Work to complete
Put each line of text in the material below into a JSON list of strings, one string per line, omitting blank lines. Leave the pictures out.

Data listing
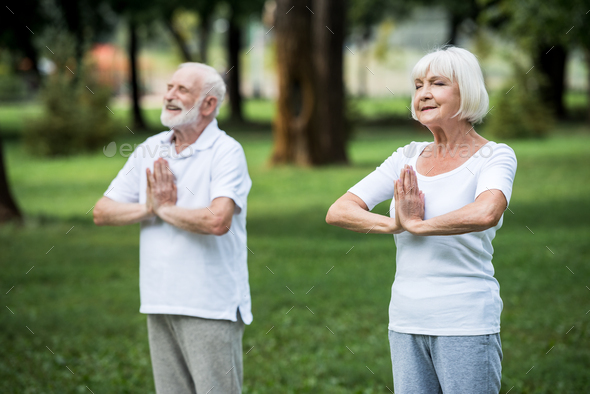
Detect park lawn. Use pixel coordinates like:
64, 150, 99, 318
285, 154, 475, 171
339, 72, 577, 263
0, 126, 590, 394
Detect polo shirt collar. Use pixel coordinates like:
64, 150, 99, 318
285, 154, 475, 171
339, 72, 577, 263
160, 119, 223, 158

Response to this exercise
[
  "Detect park lawn. Use pixel coordinates like:",
  "64, 150, 99, 318",
  "285, 154, 475, 171",
  "339, 72, 577, 263",
  "0, 126, 590, 394",
  "Detect polo shirt collar. Use pixel coordinates like:",
  "64, 150, 99, 318",
  "285, 154, 475, 171",
  "339, 72, 577, 263",
  "160, 119, 223, 158"
]